— ACTIVITY —
Please reproduce the data exactly and omit the pictures.

(Stored data entries)
%%
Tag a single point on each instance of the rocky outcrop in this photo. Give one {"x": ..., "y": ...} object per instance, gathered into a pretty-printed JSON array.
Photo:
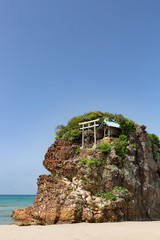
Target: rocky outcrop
[{"x": 97, "y": 187}]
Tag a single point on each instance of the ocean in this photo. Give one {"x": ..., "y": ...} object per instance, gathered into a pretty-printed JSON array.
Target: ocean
[{"x": 10, "y": 202}]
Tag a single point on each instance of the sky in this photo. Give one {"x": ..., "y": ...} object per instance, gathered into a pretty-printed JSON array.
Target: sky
[{"x": 60, "y": 59}]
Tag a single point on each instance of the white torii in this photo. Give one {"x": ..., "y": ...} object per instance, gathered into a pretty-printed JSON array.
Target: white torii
[{"x": 89, "y": 126}]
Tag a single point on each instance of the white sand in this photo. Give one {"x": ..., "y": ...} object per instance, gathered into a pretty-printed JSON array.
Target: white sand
[{"x": 84, "y": 231}]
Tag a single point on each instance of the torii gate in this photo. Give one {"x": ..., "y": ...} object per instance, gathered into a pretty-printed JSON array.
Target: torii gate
[{"x": 89, "y": 126}]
%%
— OUTPUT OF THE EXERCISE —
Tag a single point on each instance of the rocky outcrop in this photo. Give one {"x": ..., "y": ...} object per instance, gathered into a pretty-printed JSON array.
Photo:
Target: rocky outcrop
[{"x": 97, "y": 187}]
Tag a single point on each instance of the ocean in this photo. Give one {"x": ..., "y": ...} object per instance, gathered into a pretty-printed JSON array.
Target: ocean
[{"x": 10, "y": 202}]
Tag a single point on each instance of the sky in this photo. Give one {"x": ..., "y": ...} object per instance, gathered into a pretty-printed JSON array.
Target: sky
[{"x": 60, "y": 59}]
Tag a single point on each instance of the white torii in this photo. Give one {"x": ..., "y": ...} object per instance, gathered into a pretty-printed JSON array.
Target: white torii
[{"x": 89, "y": 126}]
Tag a single point on each instance of the white sand in this photo. Give one {"x": ..., "y": ...} object per instance, gathered into a pretty-printed JSON array.
Target: white sand
[{"x": 84, "y": 231}]
Tag a single point on each instance of the torii gate in this photo. Give one {"x": ..., "y": ...} object per instance, gathered into a pretty-printed JSON array.
Target: torii gate
[{"x": 89, "y": 126}]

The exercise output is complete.